## Consignes
(A) Substituez « sol » à « terreau » dans le passage du document source compris entre « Paul Jorion » et « fleurir demeurera fertile. », bornes incluses, puis recopiez ce passage.
(B) Reprenez la rédaction du document source à la suite de sa dernière phrase.

## Document source
.....

Paul Jorion

Le terreau où Trump a poussé et fleuri

Tant que notre société “en haltères” nous apparaîtra comme une simple bizarrerie, le terreau où fleuriront de nouveaux Trump restera fertile.

Si les prochains jours devaient être sans histoire, la tentation apparaîtra rapidement de considérer la présidence Trump comme une simple parenthèse, curieuse sans doute mais n’exigeant pas que des leçons en soient tirées. Il s’agirait là d’une erreur tragique car dans le même esprit que Bertolt Brecht écrivant à propos d’Hitler: “Le ventre est toujours fécond d’où a surgi la bête immonde”, le terreau qui a permis à un Trump de pousser et fleurir demeurera fertile.

Jusqu’à quand? Tant que les gouvernements n’auront pas remis au premier rang de leurs préoccupations celle qui, dans les années 1930, semblait primordiale à Keynes: faire que le ressentiment ne motive pas le choix de l’électeur dans l’isoloir. Sans quoi il votera pour semblable à lui: pour un être tourmenté par la colère comme l’est Donald Trump.

Jonathan Metzl est un médecin américain. S’il s’est mêlé de sociologie, c’est qu’il a voulu comprendre une particularité du comportement de ses patients dans un coin reculé des Etats-Unis: élire volontairement des représentants dont le programme heurte leur intérêt. Dans Dying of Whiteness. How the Politics of Racial Resentment is Killing America’s Heartland (New York: Basic Books 2019), il fait part de sa découverte. A ses patients pauvres et blancs, laissés pour compte des Etats-Unis d’aujourd’hui, il ne reste précisément que la fierté d’être Blancs, et s’ils rejettent les mesures favorables à leurs propres intérêts, c’est de peur qu’elles ne bénéficient aussi aux Noirs et aux Latinos dont il est essentiel à leurs yeux qu’ils soient maltraités.

Tant que notre société “en haltères” (les très pauvres et les très riches, reliés par la barre de plus en plus mince que constitue la classe moyenne) nous apparaîtra comme une simple bizarrerie, le terreau où fleuriront de nouveaux Trump restera fertile.

.....

## Données fournies
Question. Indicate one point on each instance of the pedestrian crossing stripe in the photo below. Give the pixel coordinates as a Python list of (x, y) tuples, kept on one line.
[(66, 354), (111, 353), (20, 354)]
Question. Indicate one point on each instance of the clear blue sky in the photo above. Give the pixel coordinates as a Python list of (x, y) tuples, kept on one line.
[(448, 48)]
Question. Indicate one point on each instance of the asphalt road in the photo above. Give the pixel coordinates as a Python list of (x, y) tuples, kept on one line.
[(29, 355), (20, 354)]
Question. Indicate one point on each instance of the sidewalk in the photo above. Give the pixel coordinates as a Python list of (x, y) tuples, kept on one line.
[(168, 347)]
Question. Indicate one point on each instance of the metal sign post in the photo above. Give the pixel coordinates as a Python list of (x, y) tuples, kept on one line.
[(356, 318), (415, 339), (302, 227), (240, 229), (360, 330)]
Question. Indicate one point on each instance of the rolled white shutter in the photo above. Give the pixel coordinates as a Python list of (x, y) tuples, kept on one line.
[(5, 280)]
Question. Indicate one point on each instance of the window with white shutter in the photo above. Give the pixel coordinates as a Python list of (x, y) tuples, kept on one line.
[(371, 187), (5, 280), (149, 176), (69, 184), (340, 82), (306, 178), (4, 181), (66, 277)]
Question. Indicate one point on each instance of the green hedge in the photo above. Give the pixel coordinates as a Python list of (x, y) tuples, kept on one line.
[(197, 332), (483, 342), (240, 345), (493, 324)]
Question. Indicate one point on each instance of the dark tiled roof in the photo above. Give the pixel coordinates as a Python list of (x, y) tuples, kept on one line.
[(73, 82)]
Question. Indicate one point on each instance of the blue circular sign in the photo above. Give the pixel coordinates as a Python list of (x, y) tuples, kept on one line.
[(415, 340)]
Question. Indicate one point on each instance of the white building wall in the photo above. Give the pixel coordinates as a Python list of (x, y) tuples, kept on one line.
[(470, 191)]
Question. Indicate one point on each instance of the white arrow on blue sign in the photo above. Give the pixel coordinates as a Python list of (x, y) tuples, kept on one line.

.....

## Réponses
(A)
Paul Jorion

Le sol où Trump a poussé et fleuri

Tant que notre société “en haltères” nous apparaîtra comme une simple bizarrerie, le sol où fleuriront de nouveaux Trump restera fertile.

Si les prochains jours devaient être sans histoire, la tentation apparaîtra rapidement de considérer la présidence Trump comme une simple parenthèse, curieuse sans doute mais n’exigeant pas que des leçons en soient tirées. Il s’agirait là d’une erreur tragique car dans le même esprit que Bertolt Brecht écrivant à propos d’Hitler: “Le ventre est toujours fécond d’où a surgi la bête immonde”, le sol qui a permis à un Trump de pousser et fleurir demeurera fertile.

(B)
Ce sont ces traîne-savates, en treillis ou déguisés en bison, que l’on a vus à l’oeuvre le 6 janvier dans la foule qui prit d’assaut le Capitole, portant haut le drapeau sudiste des anciens Etats esclavagistes. Ces épaves d’une société toujours davantage “en haltères”, avec deux grosses boules à ses extrémités: celle des très pauvres et celle des très riches, reliées entre elles par la barre de plus en plus mince que constitue une classe moyenne en voie de disparition. Une tendance que le numérique avait instaurée et que la pandémie accélère encore.

Pourquoi? Parce que le numérique, l’algorithme, le big data, l’intelligence artificielle, créent pratiquement “en roue libre” une richesse considérable et que ceux qui se trouvent à proximité de la manne où elle vient se déverser en sont les privilégiés, alors que les autres occupent des emplois où ils sont chaque jour davantage en surnombre, en concurrence avec des robots faisant le travail plus vite qu’eux, meilleur marché et mieux.

Par le biais du télétravail, la pandémie accroît la productivité de ceux dont l’activité est ancrée dans le numérique: moins de déplacements coûteux en carburant et moins de locaux à occuper donc à louer, tandis qu’elle fait monter au premier rang des malades potentiels ceux dont le travail de maintenance, de manutention, de transport, d’aide à la personne, requiert encore une main-d’oeuvre humaine abondante, souvent dans des conditions de promiscuité favorables à la contagion. Pour ceux-là, le numérique se limite à Facebook où il leur est répété, s’ils ne le croient déjà, que le responsable de leur misère, c’est le plus misérable encore qu’eux: celle ou celui dont la religion est suspecte et le teint, trop foncé.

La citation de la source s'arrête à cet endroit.